=== THE INPUT ===
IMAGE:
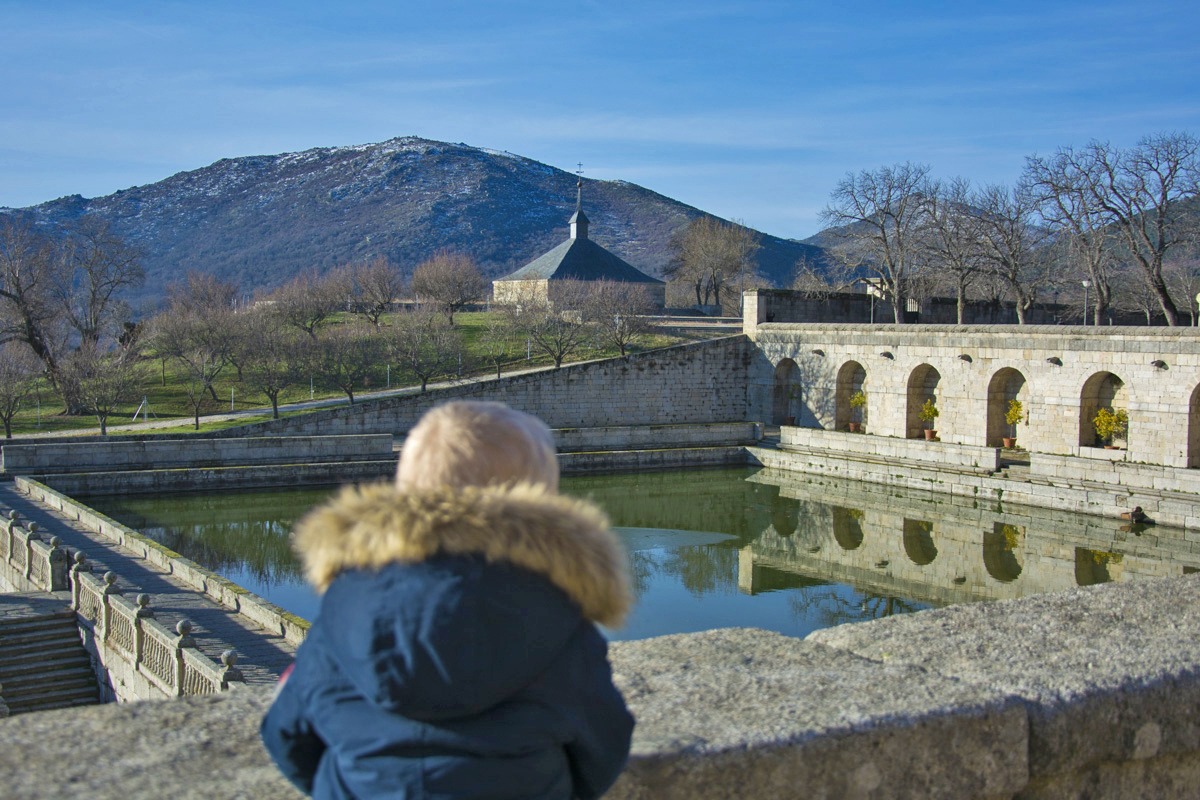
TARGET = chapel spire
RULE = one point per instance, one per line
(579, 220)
--
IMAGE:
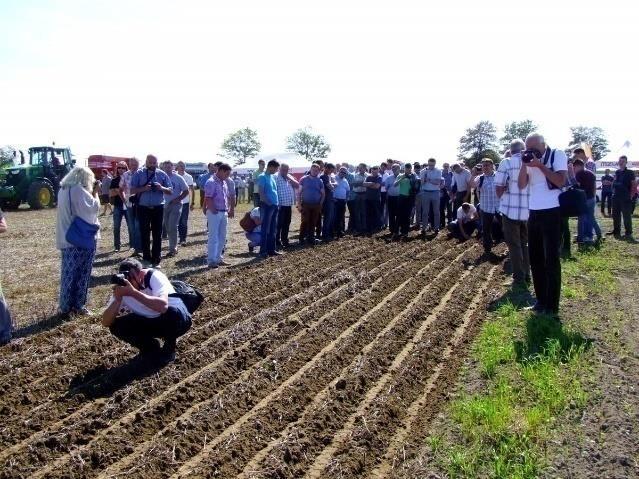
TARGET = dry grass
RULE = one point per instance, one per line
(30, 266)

=== WHAT YOU ARE ASKED TO DO ===
Find each line in the data above that contains the word "TARGET" with the same capitalization, and copy those lines.

=== WRITTEN SOLUTION ===
TARGET = chapel spire
TARGET = dry grass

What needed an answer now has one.